Copy the lines that follow, keeping every character the same.

[Labeled-object pointing entries]
....

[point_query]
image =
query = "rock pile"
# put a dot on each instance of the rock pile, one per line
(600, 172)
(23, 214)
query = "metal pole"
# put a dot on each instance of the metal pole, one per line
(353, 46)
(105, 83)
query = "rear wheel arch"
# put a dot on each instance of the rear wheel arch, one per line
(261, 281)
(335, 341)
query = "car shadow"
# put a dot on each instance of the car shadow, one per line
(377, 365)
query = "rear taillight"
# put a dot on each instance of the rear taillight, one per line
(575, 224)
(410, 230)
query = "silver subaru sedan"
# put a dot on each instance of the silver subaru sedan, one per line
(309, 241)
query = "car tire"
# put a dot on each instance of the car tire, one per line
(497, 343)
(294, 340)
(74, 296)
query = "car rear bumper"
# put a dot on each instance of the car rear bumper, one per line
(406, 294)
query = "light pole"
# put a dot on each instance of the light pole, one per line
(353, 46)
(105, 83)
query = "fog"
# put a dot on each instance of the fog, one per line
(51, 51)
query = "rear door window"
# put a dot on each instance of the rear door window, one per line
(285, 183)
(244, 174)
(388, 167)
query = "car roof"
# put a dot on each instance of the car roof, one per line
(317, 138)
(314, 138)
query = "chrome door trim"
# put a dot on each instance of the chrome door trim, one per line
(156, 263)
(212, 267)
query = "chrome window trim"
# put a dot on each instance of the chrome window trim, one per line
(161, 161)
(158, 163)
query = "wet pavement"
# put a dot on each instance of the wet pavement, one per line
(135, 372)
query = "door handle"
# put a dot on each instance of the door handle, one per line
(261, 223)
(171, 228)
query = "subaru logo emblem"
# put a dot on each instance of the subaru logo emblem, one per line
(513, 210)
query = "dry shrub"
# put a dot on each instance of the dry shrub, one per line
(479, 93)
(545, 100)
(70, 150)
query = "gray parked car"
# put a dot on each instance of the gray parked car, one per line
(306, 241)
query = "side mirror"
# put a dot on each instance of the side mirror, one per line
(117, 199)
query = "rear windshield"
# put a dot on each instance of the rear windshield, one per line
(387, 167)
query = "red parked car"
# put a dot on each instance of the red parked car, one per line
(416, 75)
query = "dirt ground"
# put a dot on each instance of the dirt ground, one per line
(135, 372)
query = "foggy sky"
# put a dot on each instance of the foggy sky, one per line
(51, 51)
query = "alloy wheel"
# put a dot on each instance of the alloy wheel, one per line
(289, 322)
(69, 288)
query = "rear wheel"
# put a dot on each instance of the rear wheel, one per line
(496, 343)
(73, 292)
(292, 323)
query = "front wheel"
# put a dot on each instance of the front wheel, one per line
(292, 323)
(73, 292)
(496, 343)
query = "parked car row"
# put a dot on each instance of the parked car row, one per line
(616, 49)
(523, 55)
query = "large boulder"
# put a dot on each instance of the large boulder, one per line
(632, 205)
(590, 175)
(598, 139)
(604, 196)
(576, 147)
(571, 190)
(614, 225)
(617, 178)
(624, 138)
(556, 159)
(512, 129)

....

Output of the exercise
[point_query]
image =
query = "rock pile"
# put a dot on each instance of the rock pile, one per line
(600, 172)
(23, 214)
query = "metal pole"
# put a dot on each instance of the metal pole, one per line
(353, 46)
(105, 83)
query = "rear wheel arch"
# put a dot on each instance of the rear wheel arch, one per line
(261, 281)
(335, 341)
query = "car shadow"
# put a dot on each instance of the car shadow, one per line
(377, 365)
query = "rear taillight"
# put a dot on each instance of the rear taillight, one per line
(575, 224)
(410, 230)
query = "silver subaru sedan"
# put a dot on each instance of the silver subaru sedan, one per line
(309, 241)
query = "car tire"
# put a dot on each instance of the car tire, one per line
(497, 343)
(294, 340)
(74, 296)
query = "car rear bumper"
# put a dot on each instance of the car rear bumper, one per line
(406, 294)
query = "light pole"
# put a dot on each instance of the light pole, one per line
(353, 46)
(105, 83)
query = "fog"
# put a dot on each instance of the fog, one per line
(51, 51)
query = "rear door window"
# put a dot on each instance of the rear door window, one per line
(285, 183)
(244, 174)
(388, 167)
query = "car roof"
# put a dot on each instance of the car roof, one per line
(317, 138)
(314, 138)
query = "chrome door trim"
# put a dot on each instance of the chrome door trim, one per line
(156, 263)
(212, 267)
query = "chrome window trim"
# put a dot on each instance of the chrome window trim, one per line
(161, 161)
(158, 163)
query = "wet pavement"
# put a dot on each instance of the wet pavement, one per line
(135, 372)
query = "door handle"
# put a dot on each instance of the door handle, one per line
(261, 223)
(171, 228)
query = "subaru logo emblem"
# put a dot on each instance of the subaru logo emblem, one per line
(513, 210)
query = "dry shrub"
# put a dot on each instance of the dry shrub, one per line
(479, 93)
(545, 100)
(70, 150)
query = "gray parked car"
# put a dot on each instance of the gray parked car, one per line
(306, 241)
query = "side mirror"
# put a dot on each instance of the side mirror, one per line
(117, 199)
query = "rear windshield"
# put a dot on each instance of the rear windshield, one per line
(387, 167)
query = "red parked car"
# put a dot on each instance of the red parked car, one per line
(416, 75)
query = "dirt ground"
# put a dot on each instance of the dirt ground, one per line
(135, 372)
query = "foggy sky"
# put a dot on each instance of the foggy sky, one per line
(51, 51)
query = "alloy wheel"
# put a dot on each instance of the alloy wheel, one per line
(289, 322)
(69, 288)
query = "rear wheel"
# put a dot on each instance of the rear wheel, one per line
(496, 343)
(73, 292)
(292, 323)
query = "front wheel"
# put a dot on each instance of the front wheel, one per line
(292, 323)
(73, 292)
(496, 343)
query = "parked car row"
# put a dot on each instance of the parked car row, one per line
(616, 49)
(523, 55)
query = "large boulder"
# put a dot on each instance of the large boulder, one per line
(632, 205)
(590, 175)
(598, 139)
(604, 196)
(576, 147)
(571, 190)
(614, 225)
(617, 178)
(624, 138)
(556, 159)
(512, 129)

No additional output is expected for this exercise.